### TEXT PROVIDED
She'd say, well, I'm going to get to keep my job. I put that on security. I keep my job,
um, pocketbooks. Well, that affects my income.
That bounces back onto security. I'll have somewhere to live, somewhere to to
some some funds to pay for my daily necessities because if she criticises me, what I'm frightened of is she's going to sack. And then ambitions. I want a smooth progression up the career chain. So we've now got a picture of the blueprint for this person's life and then that's the outset. So you've got scripts, personal and sex relations,
you've got
the ambition, security and pocketbooks, which is the outcomes, and then you got the internal crap. So
why am I bothered that my line manager criticizes me and work meetings? Because I'm frightened that my colleagues think this is pride, think I'm incompetent. Incompetent. There we go. It's no more complicated than that. Incompetent and foolish. I want them to think of me as smart, innovative, accomplished. And then self esteem might be the same thing. So what I get, what I get people to write and what I write myself
under pride, how do I want them to see me? How do I think they see me? Self esteem, How do I, how would I like to see myself? How do I, how do I actually see myself? And sometimes those feed into each other. So if people think I'm crap, I think I'm crap. If I think I'm crap, I'll project that out onto other people. They're not always the same though. Sometimes you know you've done an amazing job, you just can't get the buggers to see it. Sometimes
you think you're terrible even though everyone's saying, oh we love you so much and you have so much to live for, but you're like, no, I'm the most terrible person in the world. You just won't believe anyone. So sometimes it's just self esteem, sometimes it's just pride. Normally it's both.
So what you get from this, I get people to summarise the third column across the whole of the step four and say right, you've now summarized on one page your egos blueprint for your life. If only this blueprint would be established and maintained in reality, if we could build the building designed by this blueprint, we'd be OK. And you get them to read it out and then
normally laughing by about 1/3 of the way through because
number one, it's full of contradictions #2 it's pie in the sky. Because it's so improbable. I want everyone to love me and adore me and respect me and validate me and praise me, give me lots of money the whole time with no exceptions. It's just unrealistic. And thirdly, what happens when the plan comes off? Well, I just make up another plan, which is what happens.

### REQUIRED WORK
Reproduce the portion of the talk above that opens with "So what you" and closes after "is what happens.", keeping every word and mark unchanged.

### LISTING
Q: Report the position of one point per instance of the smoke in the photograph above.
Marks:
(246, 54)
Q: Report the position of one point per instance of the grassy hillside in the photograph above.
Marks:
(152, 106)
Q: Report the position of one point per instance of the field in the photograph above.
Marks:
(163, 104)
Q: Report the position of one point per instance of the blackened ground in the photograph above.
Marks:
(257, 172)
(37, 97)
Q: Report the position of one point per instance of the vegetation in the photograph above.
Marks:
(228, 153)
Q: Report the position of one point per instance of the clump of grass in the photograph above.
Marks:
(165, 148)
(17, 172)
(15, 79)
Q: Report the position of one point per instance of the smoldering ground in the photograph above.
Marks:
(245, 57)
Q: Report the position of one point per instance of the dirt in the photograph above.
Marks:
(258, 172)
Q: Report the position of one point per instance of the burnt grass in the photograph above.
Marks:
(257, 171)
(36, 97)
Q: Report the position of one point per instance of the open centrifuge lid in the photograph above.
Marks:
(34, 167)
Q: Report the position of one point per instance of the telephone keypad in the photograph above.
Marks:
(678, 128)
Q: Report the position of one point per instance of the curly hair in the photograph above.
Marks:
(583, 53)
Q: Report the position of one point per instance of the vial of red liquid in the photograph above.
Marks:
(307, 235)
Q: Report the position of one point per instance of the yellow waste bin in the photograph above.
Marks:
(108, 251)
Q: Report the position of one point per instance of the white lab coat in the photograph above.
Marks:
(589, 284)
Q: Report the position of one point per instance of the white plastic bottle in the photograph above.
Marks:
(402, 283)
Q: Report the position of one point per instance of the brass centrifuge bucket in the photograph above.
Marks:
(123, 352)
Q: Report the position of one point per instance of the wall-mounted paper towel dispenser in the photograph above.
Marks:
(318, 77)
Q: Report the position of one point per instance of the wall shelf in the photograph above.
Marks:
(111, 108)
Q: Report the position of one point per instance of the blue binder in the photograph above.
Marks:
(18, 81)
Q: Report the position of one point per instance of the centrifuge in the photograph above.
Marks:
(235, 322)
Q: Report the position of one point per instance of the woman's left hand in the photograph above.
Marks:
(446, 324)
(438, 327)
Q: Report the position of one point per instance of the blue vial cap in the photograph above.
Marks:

### SOLUTION
So what you get from this, I get people to summarise the third column across the whole of the step four and say right, you've now summarized on one page your egos blueprint for your life. If only this blueprint would be established and maintained in reality, if we could build the building designed by this blueprint, we'd be OK. And you get them to read it out and then
normally laughing by about 1/3 of the way through because
number one, it's full of contradictions #2 it's pie in the sky. Because it's so improbable. I want everyone to love me and adore me and respect me and validate me and praise me, give me lots of money the whole time with no exceptions. It's just unrealistic. And thirdly, what happens when the plan comes off? Well, I just make up another plan, which is what happens.